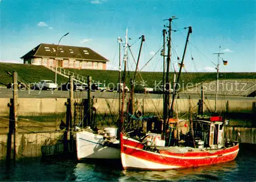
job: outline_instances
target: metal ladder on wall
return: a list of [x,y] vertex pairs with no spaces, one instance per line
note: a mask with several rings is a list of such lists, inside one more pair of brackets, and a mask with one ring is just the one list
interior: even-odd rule
[[[56,71],[56,67],[51,65],[49,65],[46,67],[54,72],[55,72]],[[73,79],[75,81],[79,82],[81,83],[84,84],[87,82],[87,77],[84,77],[82,75],[80,75],[75,73],[71,72],[69,70],[65,70],[61,67],[58,67],[57,68],[57,73],[58,75],[61,75],[66,78],[69,78],[70,75],[73,75]],[[93,82],[94,80],[92,80],[92,82]]]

◆ The exercise
Reproduce every line of the records above verbatim, omitting the pictures.

◆ Exercise solution
job: outline_instances
target: metal ladder on wall
return: a list of [x,y] vertex pairs with no spaces, one instance per line
note: a mask with several rings is a list of such lists, inside one more pair of brackets, and a mask with one ring is just the one list
interior: even-odd rule
[[[56,71],[56,67],[51,65],[49,65],[46,67],[54,72],[55,72]],[[73,79],[75,81],[79,82],[81,83],[84,84],[87,82],[87,77],[84,77],[82,75],[80,75],[75,73],[71,72],[69,70],[65,70],[61,67],[58,67],[57,68],[57,73],[58,75],[61,75],[66,78],[69,78],[70,75],[73,75]],[[93,82],[94,80],[92,80],[92,82]]]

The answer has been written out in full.